(Data entries)
★ ★ ★
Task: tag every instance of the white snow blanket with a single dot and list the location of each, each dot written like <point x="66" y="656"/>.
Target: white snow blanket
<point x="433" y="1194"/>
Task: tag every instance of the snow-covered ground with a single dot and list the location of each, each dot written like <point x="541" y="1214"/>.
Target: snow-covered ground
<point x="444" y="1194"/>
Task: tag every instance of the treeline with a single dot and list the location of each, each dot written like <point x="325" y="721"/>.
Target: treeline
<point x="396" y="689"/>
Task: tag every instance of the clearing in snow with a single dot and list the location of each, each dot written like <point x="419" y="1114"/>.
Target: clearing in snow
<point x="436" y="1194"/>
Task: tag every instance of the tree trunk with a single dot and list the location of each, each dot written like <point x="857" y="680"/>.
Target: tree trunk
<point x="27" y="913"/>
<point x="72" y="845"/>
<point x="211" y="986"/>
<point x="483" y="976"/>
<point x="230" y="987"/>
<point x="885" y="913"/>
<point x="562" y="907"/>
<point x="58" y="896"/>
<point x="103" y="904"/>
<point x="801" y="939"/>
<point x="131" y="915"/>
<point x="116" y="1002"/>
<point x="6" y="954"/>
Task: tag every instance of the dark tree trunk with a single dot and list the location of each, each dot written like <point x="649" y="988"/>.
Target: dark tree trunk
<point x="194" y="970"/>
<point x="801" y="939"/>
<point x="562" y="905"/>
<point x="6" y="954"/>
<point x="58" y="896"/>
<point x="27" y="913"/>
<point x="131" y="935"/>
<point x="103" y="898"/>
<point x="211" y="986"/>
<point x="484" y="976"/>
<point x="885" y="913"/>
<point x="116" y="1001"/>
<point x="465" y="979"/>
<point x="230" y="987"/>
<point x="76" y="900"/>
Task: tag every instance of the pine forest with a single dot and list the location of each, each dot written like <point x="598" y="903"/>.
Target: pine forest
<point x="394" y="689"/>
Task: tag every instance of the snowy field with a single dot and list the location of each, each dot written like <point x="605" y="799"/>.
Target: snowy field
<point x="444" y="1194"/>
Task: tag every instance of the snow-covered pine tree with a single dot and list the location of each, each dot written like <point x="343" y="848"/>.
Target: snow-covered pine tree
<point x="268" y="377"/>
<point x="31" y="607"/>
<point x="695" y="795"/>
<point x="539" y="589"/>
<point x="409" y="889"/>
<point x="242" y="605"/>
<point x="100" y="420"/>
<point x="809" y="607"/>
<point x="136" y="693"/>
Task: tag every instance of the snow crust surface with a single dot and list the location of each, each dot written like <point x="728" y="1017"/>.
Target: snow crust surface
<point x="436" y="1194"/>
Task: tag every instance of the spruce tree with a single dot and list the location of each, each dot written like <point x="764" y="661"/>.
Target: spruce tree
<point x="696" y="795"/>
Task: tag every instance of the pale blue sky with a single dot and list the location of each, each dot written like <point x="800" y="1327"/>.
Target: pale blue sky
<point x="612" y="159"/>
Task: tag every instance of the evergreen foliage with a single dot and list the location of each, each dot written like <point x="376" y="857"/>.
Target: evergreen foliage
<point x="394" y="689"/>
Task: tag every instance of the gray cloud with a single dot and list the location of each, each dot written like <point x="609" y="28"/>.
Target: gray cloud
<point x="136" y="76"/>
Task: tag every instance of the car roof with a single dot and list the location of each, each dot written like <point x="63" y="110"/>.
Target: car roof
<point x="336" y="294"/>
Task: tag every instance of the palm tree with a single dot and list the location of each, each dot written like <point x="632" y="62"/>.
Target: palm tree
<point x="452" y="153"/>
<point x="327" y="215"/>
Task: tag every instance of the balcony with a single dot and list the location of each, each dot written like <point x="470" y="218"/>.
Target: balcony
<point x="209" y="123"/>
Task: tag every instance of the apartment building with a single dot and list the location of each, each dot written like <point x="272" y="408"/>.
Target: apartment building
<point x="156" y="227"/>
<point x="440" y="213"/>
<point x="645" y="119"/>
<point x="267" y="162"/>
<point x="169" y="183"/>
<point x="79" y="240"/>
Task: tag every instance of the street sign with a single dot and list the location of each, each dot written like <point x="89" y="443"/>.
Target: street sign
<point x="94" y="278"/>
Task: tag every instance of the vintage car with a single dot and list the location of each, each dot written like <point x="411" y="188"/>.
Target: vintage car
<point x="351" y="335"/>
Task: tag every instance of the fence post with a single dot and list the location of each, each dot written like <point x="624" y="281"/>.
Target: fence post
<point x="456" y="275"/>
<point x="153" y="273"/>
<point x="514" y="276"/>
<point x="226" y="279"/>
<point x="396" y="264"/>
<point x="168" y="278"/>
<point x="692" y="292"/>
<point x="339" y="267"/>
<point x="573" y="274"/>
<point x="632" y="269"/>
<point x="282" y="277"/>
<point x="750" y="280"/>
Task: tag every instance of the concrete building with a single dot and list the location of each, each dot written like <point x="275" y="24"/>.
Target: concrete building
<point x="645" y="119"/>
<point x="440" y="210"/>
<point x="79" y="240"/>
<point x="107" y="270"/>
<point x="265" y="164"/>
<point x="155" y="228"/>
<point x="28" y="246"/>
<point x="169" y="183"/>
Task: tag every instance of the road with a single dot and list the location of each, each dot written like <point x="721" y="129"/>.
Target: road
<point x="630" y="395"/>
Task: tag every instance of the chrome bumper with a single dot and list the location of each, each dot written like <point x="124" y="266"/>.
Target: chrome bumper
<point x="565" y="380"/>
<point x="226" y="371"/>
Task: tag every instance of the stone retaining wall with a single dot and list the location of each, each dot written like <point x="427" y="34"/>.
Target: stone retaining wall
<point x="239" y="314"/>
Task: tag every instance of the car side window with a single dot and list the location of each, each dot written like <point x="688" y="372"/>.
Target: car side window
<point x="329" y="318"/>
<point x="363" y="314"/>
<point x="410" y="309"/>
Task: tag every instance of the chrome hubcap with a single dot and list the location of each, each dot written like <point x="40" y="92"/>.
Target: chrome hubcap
★ ★ ★
Present the lines of the records from the one holding "Task: tag every instance of the car side" through the last line above, inclusive, as a Markdown table with the columns Row and Text, omitting any blank lines.

| Row | Text |
|---|---|
| 1 | Task: tag every instance of the car side window with a single dot and list the location of each, each dot written like <point x="688" y="372"/>. |
| 2 | Target: car side window |
| 3 | <point x="329" y="318"/> |
| 4 | <point x="363" y="314"/> |
| 5 | <point x="410" y="309"/> |
| 6 | Task: tag every instance of the chrome hubcap with a single dot and list the location of each, each dot written like <point x="40" y="92"/>. |
| 7 | Target: chrome hubcap |